EXERCISE TASKS =
[1] Decide whether each statement agrees with the text on the sales mix variance, answering yes or no and quoting the words of the text that decide it: (a) Kaplan gives $2667 as the answer. (b) The July budget for product Y was 8000 units. (c) The writer multiplied the difference in units by standard profit per unit.
[2] Write out the part of the text on the sales mix variance starting at "According to my" and ending at "profit per unit.".
[3] In one to three sentences, explain why the writer's answer in the text on the sales mix variance differs from Kaplan's, as the text itself gives the reason.

PAGE EXCERPT =
+===+

I hope you are doing well,
Could you help me according to question number 192 which is mentioned in Kaplan Exam kit it says ,
Jones, monthly absorption costing variance analysis report includes a sales mix variance, which indicates the effect on profit of actual sales mix differing from the budget sales mix. the following data are available
Product X product Y
Selling price $12 $11
Less Variable costs $6 $2
Fixed costs $2 $3
Contribution $4 $6
July sales in units
Budget 3000 6000
Actual 2000 8000
Which one of the following best gives the favorable sales mix variance i july.
A. $8000
B. $5333
C. $4000
D. $2667
According to Kaplan the answer is $2667.
According to my answer is $4000.
Actually sir, I had checked the answer mentioned back in kaplan but I found that it took into account the amount of fixed cost into calculation of sales mix variance In other words I mean that I multiplied the difference in units by Standard contribution margin but according to kaplan it used Standard profit per unit.

+===+

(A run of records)
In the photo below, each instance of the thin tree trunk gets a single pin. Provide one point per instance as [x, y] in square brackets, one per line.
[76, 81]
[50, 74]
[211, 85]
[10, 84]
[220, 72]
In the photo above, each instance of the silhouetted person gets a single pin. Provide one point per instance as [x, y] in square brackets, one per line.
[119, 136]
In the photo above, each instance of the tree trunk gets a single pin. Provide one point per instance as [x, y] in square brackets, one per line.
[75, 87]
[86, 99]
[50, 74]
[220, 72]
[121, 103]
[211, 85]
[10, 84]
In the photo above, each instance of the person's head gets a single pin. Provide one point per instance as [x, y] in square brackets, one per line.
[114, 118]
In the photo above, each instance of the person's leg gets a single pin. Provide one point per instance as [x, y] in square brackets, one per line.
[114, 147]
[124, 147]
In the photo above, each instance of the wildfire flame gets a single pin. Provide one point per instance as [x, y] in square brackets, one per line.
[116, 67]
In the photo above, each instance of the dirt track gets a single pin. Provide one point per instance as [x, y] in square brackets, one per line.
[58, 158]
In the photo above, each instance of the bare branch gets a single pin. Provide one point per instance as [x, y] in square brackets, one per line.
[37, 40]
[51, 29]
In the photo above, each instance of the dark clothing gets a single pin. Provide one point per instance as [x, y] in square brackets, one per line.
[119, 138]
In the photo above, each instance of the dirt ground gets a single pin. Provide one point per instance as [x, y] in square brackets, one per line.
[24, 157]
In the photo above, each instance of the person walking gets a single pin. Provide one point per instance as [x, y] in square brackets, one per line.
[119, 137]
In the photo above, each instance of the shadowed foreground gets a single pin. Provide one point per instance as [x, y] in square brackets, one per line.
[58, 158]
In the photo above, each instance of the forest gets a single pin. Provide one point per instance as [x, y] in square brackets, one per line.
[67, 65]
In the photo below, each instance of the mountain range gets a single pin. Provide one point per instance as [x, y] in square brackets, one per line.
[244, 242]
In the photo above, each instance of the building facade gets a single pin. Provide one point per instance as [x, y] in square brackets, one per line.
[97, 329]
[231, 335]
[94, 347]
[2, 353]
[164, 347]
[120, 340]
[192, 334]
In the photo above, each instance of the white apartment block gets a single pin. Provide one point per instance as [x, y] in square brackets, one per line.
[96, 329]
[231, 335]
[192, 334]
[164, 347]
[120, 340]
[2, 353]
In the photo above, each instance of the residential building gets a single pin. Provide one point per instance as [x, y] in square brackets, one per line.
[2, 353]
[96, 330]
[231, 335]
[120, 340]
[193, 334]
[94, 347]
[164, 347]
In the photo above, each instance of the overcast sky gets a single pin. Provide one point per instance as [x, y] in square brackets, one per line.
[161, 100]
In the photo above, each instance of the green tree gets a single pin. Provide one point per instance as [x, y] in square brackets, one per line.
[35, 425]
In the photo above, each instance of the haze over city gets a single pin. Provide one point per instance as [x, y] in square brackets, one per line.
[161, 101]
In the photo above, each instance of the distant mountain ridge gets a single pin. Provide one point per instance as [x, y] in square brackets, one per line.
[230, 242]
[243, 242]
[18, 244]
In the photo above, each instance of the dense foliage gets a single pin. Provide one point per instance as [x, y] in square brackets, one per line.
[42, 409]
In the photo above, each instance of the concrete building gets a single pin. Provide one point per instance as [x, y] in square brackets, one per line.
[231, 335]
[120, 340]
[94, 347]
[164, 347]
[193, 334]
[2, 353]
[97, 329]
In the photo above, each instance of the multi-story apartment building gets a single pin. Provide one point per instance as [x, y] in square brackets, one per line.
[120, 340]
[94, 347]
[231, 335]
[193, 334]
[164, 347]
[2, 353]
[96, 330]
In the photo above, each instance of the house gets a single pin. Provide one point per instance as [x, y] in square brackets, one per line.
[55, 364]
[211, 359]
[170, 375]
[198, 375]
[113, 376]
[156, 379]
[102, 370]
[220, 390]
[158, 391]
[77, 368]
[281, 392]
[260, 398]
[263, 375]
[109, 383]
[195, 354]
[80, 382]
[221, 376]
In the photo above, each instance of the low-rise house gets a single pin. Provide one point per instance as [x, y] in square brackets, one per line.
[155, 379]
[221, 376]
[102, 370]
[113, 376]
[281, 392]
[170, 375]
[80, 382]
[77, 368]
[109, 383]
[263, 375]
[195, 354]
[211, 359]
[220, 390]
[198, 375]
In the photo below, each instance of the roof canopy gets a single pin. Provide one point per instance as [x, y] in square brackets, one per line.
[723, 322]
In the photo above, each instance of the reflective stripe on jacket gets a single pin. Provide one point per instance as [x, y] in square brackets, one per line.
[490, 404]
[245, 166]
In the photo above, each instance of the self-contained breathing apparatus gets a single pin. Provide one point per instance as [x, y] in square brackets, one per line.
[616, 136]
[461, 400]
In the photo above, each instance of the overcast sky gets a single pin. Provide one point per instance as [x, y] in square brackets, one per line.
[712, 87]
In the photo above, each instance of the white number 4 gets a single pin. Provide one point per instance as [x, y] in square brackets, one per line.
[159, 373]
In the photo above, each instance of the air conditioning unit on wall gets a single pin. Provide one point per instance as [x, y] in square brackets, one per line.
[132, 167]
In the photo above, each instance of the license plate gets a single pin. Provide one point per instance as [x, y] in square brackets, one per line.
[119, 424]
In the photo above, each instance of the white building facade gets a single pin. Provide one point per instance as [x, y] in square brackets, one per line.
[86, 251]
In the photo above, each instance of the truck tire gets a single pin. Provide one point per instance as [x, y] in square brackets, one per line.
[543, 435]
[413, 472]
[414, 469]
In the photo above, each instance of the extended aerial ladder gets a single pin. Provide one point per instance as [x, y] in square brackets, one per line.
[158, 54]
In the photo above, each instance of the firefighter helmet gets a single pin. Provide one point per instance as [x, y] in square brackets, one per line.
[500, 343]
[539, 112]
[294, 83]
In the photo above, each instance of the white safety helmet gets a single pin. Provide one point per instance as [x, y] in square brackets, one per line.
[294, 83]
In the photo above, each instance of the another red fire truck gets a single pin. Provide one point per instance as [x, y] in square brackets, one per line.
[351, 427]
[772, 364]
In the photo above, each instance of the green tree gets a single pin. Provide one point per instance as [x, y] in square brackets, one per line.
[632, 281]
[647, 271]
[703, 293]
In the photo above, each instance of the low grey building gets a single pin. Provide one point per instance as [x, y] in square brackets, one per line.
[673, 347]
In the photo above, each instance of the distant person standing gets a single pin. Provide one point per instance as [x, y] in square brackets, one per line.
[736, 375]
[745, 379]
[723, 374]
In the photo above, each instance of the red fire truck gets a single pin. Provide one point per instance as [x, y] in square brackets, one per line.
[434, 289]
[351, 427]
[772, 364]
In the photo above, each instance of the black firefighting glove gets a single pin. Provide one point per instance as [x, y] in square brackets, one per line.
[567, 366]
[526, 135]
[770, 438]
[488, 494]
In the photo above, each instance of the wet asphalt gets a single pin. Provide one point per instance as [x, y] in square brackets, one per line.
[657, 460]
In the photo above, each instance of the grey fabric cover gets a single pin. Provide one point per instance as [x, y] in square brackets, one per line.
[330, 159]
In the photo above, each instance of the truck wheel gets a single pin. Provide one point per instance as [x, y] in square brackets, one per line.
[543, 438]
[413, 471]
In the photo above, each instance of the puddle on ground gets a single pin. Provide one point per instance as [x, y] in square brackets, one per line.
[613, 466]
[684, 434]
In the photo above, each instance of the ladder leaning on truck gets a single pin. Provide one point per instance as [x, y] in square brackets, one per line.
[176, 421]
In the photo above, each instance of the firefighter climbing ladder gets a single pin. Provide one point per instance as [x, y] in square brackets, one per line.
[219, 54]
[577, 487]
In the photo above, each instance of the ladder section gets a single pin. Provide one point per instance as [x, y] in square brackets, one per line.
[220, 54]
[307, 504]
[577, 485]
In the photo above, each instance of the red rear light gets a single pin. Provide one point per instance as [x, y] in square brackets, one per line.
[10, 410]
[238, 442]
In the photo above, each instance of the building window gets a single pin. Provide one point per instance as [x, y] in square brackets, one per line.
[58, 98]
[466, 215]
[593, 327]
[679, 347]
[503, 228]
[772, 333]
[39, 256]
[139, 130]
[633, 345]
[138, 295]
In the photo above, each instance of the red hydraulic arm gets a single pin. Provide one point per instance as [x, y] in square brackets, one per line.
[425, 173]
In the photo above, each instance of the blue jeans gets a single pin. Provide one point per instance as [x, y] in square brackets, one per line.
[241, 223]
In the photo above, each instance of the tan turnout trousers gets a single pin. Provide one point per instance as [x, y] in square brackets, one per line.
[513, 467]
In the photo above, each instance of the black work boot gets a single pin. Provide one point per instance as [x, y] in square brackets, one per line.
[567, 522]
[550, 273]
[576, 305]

+===+

TASK SOLUTIONS =
[1]
(a) Yes: "According to Kaplan the answer is $2667."
(b) No: "Budget 3000 6000"
(c) No: "I multiplied the difference in units by Standard contribution margin"

[2]
According to my answer is $4000.
Actually sir, I had checked the answer mentioned back in kaplan but I found that it took into account the amount of fixed cost into calculation of sales mix variance In other words I mean that I multiplied the difference in units by Standard contribution margin but according to kaplan it used Standard profit per unit.

[3] Kaplan's calculation took the fixed cost into account, using standard profit per unit. The writer instead multiplied the difference in units by standard contribution margin.